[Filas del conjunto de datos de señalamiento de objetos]
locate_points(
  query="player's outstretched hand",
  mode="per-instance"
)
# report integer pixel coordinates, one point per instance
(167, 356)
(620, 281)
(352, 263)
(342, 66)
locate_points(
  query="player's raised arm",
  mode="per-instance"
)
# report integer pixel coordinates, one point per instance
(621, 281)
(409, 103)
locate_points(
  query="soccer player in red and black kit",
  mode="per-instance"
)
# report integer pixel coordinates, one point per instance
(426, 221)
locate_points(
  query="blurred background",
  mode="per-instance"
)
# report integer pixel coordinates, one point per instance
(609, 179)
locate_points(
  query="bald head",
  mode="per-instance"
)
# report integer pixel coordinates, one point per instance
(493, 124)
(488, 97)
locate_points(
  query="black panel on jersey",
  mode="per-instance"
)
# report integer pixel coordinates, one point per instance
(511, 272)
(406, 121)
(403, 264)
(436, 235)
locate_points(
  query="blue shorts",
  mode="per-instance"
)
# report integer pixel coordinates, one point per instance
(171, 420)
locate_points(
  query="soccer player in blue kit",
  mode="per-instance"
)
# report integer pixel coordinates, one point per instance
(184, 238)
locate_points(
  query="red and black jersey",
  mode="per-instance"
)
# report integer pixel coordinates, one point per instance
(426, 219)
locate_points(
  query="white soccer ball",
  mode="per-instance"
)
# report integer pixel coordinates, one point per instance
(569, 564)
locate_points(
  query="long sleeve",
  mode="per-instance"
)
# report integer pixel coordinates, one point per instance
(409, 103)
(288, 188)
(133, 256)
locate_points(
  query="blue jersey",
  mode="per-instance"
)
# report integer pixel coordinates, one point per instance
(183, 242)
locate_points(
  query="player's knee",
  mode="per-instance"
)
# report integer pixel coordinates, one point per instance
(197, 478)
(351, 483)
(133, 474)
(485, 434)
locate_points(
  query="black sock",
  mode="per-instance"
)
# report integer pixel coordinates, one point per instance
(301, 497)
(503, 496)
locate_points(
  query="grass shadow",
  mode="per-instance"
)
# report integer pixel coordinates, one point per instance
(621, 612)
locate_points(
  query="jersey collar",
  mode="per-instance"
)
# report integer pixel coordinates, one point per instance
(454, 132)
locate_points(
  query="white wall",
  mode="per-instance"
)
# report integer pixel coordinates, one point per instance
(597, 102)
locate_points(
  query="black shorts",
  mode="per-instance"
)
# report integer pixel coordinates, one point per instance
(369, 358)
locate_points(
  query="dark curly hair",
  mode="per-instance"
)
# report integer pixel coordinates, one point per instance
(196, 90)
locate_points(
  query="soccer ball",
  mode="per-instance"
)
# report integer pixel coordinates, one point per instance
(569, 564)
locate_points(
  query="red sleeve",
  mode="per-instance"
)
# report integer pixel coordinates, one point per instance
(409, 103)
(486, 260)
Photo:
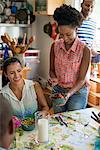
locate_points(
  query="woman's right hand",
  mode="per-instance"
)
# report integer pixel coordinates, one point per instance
(53, 81)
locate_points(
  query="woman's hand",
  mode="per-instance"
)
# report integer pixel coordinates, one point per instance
(44, 113)
(53, 81)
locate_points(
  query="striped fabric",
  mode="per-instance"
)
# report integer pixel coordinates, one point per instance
(67, 63)
(87, 32)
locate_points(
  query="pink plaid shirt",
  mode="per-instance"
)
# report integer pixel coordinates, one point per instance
(67, 63)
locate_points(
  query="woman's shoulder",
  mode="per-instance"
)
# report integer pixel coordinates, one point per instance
(5, 89)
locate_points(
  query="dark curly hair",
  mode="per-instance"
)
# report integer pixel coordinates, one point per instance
(67, 15)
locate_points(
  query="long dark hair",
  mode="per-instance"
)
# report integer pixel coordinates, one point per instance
(6, 63)
(67, 15)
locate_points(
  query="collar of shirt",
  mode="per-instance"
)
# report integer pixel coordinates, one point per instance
(73, 47)
(2, 148)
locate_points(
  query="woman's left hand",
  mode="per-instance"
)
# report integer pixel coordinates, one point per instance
(44, 113)
(66, 99)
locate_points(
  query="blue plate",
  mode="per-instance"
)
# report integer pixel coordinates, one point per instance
(29, 126)
(58, 101)
(97, 144)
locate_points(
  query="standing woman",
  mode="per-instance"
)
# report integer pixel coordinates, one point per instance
(25, 96)
(69, 61)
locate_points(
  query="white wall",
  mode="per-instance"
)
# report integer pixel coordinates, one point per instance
(43, 43)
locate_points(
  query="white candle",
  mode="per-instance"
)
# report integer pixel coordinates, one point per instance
(43, 130)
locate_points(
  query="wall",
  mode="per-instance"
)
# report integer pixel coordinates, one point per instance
(43, 43)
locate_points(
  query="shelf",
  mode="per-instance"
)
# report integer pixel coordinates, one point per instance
(14, 25)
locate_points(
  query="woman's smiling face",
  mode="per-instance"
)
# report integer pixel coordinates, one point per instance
(14, 73)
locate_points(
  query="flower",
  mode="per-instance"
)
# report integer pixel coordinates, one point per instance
(14, 45)
(17, 122)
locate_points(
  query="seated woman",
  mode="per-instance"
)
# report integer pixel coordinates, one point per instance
(25, 96)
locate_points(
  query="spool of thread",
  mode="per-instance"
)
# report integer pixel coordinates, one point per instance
(0, 80)
(43, 130)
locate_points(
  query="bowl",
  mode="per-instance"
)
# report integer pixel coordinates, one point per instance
(28, 124)
(58, 98)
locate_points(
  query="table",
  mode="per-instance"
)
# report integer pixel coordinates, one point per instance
(77, 136)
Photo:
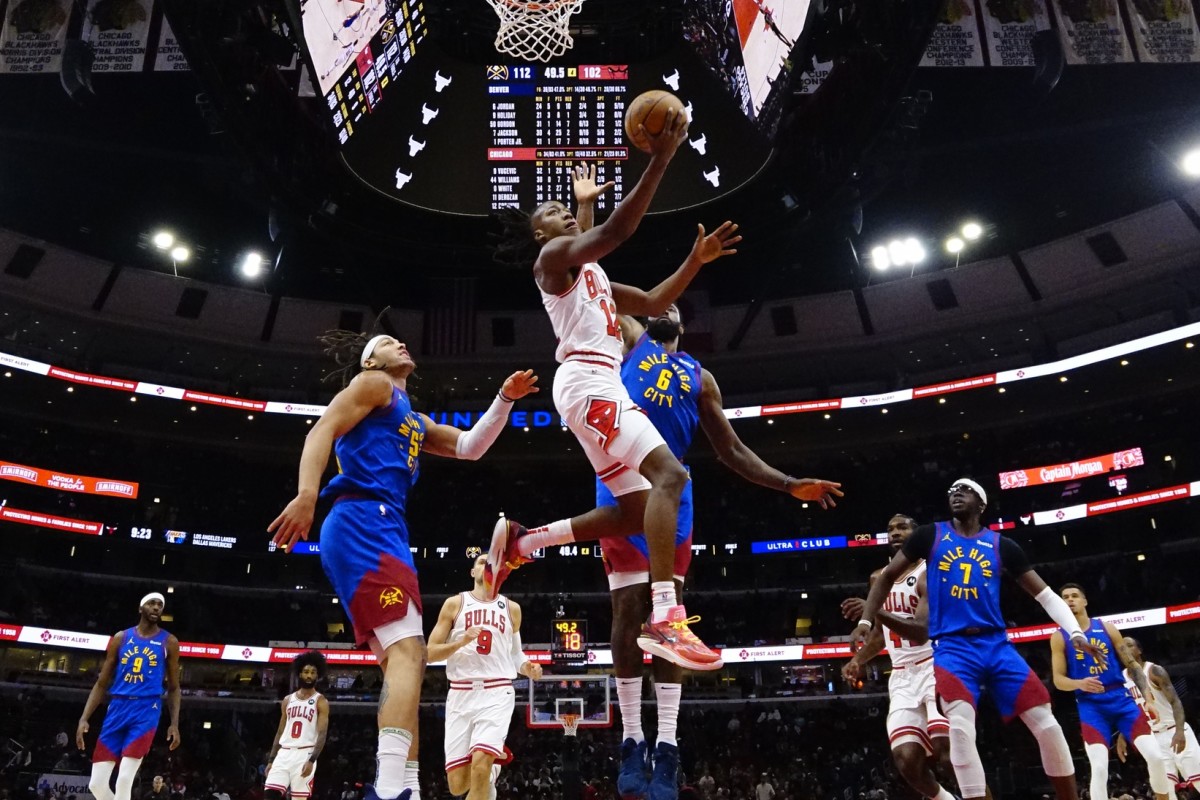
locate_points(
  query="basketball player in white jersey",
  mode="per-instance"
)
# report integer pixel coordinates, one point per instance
(480, 642)
(304, 722)
(1167, 721)
(625, 450)
(917, 729)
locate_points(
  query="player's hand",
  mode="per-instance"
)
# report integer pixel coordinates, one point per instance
(669, 139)
(712, 246)
(815, 489)
(294, 522)
(1090, 649)
(583, 181)
(852, 608)
(520, 384)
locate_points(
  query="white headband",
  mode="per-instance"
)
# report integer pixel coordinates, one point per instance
(975, 487)
(370, 348)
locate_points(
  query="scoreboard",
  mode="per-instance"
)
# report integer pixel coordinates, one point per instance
(545, 120)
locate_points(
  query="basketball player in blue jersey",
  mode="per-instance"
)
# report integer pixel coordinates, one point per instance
(378, 440)
(971, 648)
(137, 662)
(1104, 705)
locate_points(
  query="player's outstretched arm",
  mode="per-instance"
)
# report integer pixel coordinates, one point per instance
(737, 456)
(471, 445)
(369, 390)
(100, 689)
(565, 252)
(173, 691)
(707, 247)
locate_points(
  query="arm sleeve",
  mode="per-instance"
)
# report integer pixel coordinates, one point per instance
(918, 546)
(1013, 558)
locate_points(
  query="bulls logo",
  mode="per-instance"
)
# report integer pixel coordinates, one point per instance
(390, 596)
(603, 419)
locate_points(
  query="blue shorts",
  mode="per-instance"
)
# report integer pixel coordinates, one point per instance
(630, 555)
(364, 551)
(129, 728)
(965, 665)
(1114, 711)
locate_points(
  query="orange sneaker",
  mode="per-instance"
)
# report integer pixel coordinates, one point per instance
(673, 641)
(503, 555)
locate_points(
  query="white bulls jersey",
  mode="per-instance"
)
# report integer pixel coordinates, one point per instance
(903, 601)
(1155, 704)
(491, 655)
(585, 319)
(300, 725)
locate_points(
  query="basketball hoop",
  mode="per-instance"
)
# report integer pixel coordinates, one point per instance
(534, 31)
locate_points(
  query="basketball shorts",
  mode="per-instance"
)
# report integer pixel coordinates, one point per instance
(286, 773)
(1181, 768)
(364, 551)
(129, 728)
(1113, 711)
(966, 665)
(627, 559)
(912, 707)
(616, 435)
(478, 717)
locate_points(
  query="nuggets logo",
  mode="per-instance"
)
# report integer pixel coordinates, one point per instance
(391, 596)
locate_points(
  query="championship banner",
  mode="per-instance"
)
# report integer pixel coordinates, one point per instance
(955, 40)
(168, 56)
(119, 31)
(1092, 32)
(1165, 30)
(33, 35)
(1009, 26)
(1072, 470)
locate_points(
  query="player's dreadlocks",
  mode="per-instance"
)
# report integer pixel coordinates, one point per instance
(346, 348)
(515, 246)
(310, 657)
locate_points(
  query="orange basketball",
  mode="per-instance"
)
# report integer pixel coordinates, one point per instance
(649, 109)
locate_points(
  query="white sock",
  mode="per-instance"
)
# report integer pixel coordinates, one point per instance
(391, 762)
(556, 533)
(629, 697)
(412, 779)
(663, 594)
(669, 711)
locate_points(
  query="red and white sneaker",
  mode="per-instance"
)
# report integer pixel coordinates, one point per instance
(503, 555)
(673, 641)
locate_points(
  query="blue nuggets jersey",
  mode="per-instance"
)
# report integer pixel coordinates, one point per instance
(1080, 665)
(964, 582)
(379, 457)
(141, 665)
(666, 386)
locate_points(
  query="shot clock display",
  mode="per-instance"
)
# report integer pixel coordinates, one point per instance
(569, 642)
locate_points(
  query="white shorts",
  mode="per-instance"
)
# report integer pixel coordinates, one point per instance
(286, 769)
(912, 709)
(613, 432)
(1182, 768)
(478, 717)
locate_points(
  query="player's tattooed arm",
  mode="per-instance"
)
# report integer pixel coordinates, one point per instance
(100, 689)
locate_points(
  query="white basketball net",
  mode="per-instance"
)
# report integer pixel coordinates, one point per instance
(534, 31)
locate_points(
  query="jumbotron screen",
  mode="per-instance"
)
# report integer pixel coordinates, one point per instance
(435, 132)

Tarea escrita
Indica cuántas líneas de las filas contienen la cadena "black", teniendo en cuenta mayúsculas y minúsculas. Responde únicamente con el número.

Resultado a continuación
5